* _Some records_
* Begin *

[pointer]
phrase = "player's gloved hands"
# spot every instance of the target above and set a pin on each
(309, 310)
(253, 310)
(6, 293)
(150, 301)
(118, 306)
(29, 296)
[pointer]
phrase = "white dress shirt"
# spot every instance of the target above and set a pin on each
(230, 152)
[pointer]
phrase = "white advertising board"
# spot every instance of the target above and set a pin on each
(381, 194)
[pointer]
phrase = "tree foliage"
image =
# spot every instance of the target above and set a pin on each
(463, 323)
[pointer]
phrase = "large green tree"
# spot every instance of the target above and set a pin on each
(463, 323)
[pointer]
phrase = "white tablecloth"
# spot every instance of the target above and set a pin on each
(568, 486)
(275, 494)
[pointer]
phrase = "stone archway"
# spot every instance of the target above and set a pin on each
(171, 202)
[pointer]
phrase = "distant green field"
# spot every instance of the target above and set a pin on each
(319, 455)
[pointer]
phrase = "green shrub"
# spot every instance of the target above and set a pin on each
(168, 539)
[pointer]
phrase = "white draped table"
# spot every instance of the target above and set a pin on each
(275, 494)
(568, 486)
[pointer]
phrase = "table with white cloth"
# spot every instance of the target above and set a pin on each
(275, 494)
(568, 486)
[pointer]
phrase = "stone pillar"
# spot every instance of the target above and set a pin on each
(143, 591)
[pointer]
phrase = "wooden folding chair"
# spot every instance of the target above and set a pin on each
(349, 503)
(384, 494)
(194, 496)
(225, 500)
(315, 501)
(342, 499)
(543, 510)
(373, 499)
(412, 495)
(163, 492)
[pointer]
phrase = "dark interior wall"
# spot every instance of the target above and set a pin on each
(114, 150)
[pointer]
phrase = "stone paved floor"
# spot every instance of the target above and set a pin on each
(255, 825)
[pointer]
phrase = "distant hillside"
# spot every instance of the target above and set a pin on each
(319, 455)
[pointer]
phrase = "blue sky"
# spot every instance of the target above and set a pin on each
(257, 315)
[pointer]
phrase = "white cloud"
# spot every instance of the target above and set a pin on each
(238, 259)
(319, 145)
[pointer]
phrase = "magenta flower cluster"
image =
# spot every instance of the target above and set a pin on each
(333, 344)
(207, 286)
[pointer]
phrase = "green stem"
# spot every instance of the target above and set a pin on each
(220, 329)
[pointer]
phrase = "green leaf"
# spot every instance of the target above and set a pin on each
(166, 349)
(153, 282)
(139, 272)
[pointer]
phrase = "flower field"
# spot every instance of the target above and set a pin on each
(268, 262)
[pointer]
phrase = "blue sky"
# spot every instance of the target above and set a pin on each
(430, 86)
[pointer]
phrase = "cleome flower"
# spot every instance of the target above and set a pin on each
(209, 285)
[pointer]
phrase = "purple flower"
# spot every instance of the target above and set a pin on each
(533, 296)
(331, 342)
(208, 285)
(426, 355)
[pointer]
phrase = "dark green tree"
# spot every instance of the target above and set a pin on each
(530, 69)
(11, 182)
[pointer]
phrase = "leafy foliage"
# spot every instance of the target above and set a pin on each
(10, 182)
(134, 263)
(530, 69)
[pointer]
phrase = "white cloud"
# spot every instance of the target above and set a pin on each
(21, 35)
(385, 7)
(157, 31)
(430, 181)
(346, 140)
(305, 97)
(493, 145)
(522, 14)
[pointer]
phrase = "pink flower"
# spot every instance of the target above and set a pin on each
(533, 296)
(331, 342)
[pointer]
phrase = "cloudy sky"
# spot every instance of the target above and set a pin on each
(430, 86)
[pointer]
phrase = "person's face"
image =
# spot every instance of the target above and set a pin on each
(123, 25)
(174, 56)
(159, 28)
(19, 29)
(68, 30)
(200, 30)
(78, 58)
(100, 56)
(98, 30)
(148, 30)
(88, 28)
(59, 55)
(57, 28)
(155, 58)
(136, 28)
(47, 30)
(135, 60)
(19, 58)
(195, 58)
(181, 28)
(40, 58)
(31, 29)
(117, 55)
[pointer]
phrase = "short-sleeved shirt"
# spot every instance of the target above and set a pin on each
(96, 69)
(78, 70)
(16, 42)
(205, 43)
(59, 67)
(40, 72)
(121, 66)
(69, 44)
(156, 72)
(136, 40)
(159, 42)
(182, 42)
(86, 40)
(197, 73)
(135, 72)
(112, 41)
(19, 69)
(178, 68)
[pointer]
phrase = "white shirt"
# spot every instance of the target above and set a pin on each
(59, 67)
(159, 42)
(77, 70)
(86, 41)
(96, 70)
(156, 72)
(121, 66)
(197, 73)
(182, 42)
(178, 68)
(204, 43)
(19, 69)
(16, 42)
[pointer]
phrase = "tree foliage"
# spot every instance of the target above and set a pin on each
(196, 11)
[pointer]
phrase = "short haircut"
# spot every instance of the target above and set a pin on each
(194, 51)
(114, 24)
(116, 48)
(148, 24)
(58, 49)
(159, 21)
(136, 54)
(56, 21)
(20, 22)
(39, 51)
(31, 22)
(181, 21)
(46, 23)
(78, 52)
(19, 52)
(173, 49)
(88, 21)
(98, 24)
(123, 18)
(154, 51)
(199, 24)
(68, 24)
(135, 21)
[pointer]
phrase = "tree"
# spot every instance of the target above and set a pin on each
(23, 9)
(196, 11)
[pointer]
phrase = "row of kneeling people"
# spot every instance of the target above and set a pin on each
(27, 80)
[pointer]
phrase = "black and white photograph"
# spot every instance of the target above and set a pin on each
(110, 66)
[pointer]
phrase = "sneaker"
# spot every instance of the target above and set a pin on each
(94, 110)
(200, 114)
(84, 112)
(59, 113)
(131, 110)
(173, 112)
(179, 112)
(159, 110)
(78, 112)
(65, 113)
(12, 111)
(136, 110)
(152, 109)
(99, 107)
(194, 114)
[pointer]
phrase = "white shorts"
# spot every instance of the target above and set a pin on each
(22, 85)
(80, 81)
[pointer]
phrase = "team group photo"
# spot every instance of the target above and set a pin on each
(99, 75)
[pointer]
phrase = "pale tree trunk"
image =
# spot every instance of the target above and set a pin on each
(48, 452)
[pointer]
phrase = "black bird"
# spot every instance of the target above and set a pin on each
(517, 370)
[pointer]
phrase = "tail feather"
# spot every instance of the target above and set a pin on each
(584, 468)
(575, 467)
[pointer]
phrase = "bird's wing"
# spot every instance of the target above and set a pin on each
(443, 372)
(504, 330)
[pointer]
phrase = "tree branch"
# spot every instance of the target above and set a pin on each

* End *

In full and verbatim, repeat the records given above.

* _Solved exercise_
[pointer]
phrase = "player's gloved hands"
# spot every instance of the target above and set a pin on each
(309, 310)
(253, 310)
(6, 293)
(150, 301)
(118, 306)
(29, 296)
[pointer]
phrase = "white dress shirt"
# spot every instance of the target above and set a pin on each
(230, 152)
[pointer]
phrase = "white advertising board"
# spot every instance of the target above and set a pin on each
(381, 194)
[pointer]
phrase = "tree foliage"
image =
# spot every instance of the target above and set a pin on each
(463, 323)
[pointer]
phrase = "large green tree"
# spot every instance of the target above and set a pin on each
(463, 323)
[pointer]
phrase = "white tablecloth"
# spot every instance of the target above and set a pin on each
(568, 486)
(275, 494)
[pointer]
phrase = "stone archway"
# spot every instance of the target above and set a pin on each
(171, 202)
[pointer]
phrase = "distant green field"
# spot every instance of the target above and set a pin on each
(319, 455)
[pointer]
phrase = "green shrub"
# spot every instance of the target above and set a pin on each
(168, 539)
[pointer]
phrase = "white draped table"
# spot every instance of the target above and set a pin on each
(275, 494)
(568, 486)
[pointer]
phrase = "table with white cloth"
# spot every instance of the target above and set a pin on each
(275, 494)
(568, 486)
[pointer]
phrase = "stone pillar"
# spot every instance of the target above and set a pin on each
(143, 591)
[pointer]
phrase = "wooden folding chair"
# spot every instance of the target above and set a pin on each
(349, 503)
(384, 494)
(194, 496)
(225, 500)
(315, 501)
(342, 499)
(543, 510)
(373, 499)
(412, 495)
(163, 492)
[pointer]
phrase = "dark interior wall"
# spot every instance of the target above and set a pin on each
(114, 150)
[pointer]
phrase = "stone paved floor"
# spot every instance of the target above and set a pin on each
(255, 825)
[pointer]
phrase = "distant hillside"
# spot every instance of the target above and set a pin on each
(319, 455)
[pointer]
phrase = "blue sky"
# spot every instance of the target above and set a pin on each
(257, 315)
[pointer]
phrase = "white cloud"
# spot every instance of the target above and set a pin on each
(238, 259)
(319, 145)
[pointer]
phrase = "magenta flower cluster"
image =
# spot every instance of the target above and set a pin on each
(333, 344)
(207, 286)
[pointer]
phrase = "green stem"
# spot every instance of the target above and set a pin on each
(220, 329)
[pointer]
phrase = "green leaf"
# spot every instance of the target above and set a pin on each
(166, 349)
(153, 282)
(139, 272)
[pointer]
phrase = "flower field"
# spot every instance of the target above and set a pin on each
(268, 262)
[pointer]
phrase = "blue sky"
# spot every instance of the target above and set a pin on each
(430, 86)
[pointer]
phrase = "cleome flower"
# spot every instance of the target above and set a pin on each
(209, 285)
[pointer]
phrase = "purple flower"
# spot every instance of the target above and set a pin on each
(533, 296)
(331, 342)
(208, 285)
(426, 355)
[pointer]
phrase = "dark green tree"
# spot every instance of the target above and set a pin on each
(530, 69)
(11, 182)
[pointer]
phrase = "leafy foliage"
# spot every instance of the target above and set a pin on each
(10, 182)
(134, 263)
(530, 69)
[pointer]
phrase = "white cloud"
# spot every instance of the target above and set a pin on each
(21, 35)
(385, 7)
(157, 31)
(430, 181)
(346, 140)
(305, 97)
(493, 145)
(522, 14)
[pointer]
phrase = "pink flower"
# spot every instance of the target above and set a pin on each
(533, 296)
(331, 342)
[pointer]
phrase = "cloudy sky"
# spot every instance of the target above and set a pin on each
(430, 86)
[pointer]
phrase = "person's face"
image =
# spot every instance of the target above and set a pin on each
(123, 25)
(174, 56)
(159, 28)
(19, 29)
(68, 30)
(200, 30)
(78, 58)
(100, 56)
(98, 30)
(148, 30)
(88, 28)
(59, 55)
(57, 28)
(155, 58)
(136, 28)
(47, 30)
(135, 60)
(19, 58)
(195, 58)
(181, 28)
(40, 58)
(31, 29)
(117, 55)
[pointer]
phrase = "short-sleeved shirt"
# spot every instance of the target above and set a pin on each
(96, 69)
(78, 70)
(16, 42)
(205, 43)
(59, 67)
(40, 72)
(121, 66)
(69, 44)
(156, 72)
(136, 40)
(159, 42)
(182, 42)
(86, 40)
(197, 73)
(135, 72)
(112, 41)
(19, 69)
(178, 68)
[pointer]
phrase = "white shirt"
# spot every instance of the target above and set a pin on each
(59, 67)
(159, 42)
(77, 70)
(86, 41)
(96, 70)
(156, 72)
(121, 66)
(197, 73)
(182, 42)
(178, 68)
(204, 43)
(19, 69)
(16, 42)
[pointer]
phrase = "tree foliage"
# spot every instance of the target above and set a pin on each
(196, 11)
[pointer]
phrase = "short haircut"
# spot every instance of the target above and set a pin on each
(194, 51)
(114, 24)
(116, 48)
(148, 24)
(58, 49)
(159, 21)
(136, 54)
(56, 21)
(20, 22)
(39, 51)
(31, 22)
(181, 21)
(46, 23)
(78, 52)
(19, 52)
(173, 49)
(88, 21)
(98, 24)
(123, 18)
(154, 51)
(199, 24)
(68, 24)
(135, 21)
[pointer]
phrase = "tree"
# spot every instance of the target above and set a pin on each
(23, 9)
(196, 11)
[pointer]
phrase = "row of kneeling people"
# spot every instance of the target above and set a pin on each
(27, 80)
[pointer]
phrase = "black and white photograph"
# spot every instance of the target above and set a pin on each
(110, 66)
[pointer]
phrase = "sneaker"
# spot every instance of the target above and set a pin on each
(94, 110)
(200, 114)
(84, 112)
(59, 113)
(131, 110)
(173, 112)
(179, 112)
(159, 110)
(78, 112)
(65, 113)
(12, 111)
(136, 110)
(152, 109)
(99, 107)
(194, 114)
[pointer]
phrase = "white shorts"
# spot every instance of the target above and set a pin on each
(22, 85)
(80, 81)
[pointer]
phrase = "team group photo"
# spot every instance of the target above and set a pin on each
(99, 75)
[pointer]
phrase = "pale tree trunk"
image =
# spot every instance of the target above and set a pin on each
(48, 452)
[pointer]
phrase = "black bird"
# spot every instance of the target above and set a pin on each
(517, 370)
[pointer]
phrase = "tail feather"
# spot every instance of the target above and set a pin on each
(584, 468)
(575, 467)
[pointer]
phrase = "bird's wing"
# spot every instance of the target above and set a pin on each
(443, 372)
(504, 330)
[pointer]
phrase = "tree branch"
# spot every instance of the target above and set a pin on each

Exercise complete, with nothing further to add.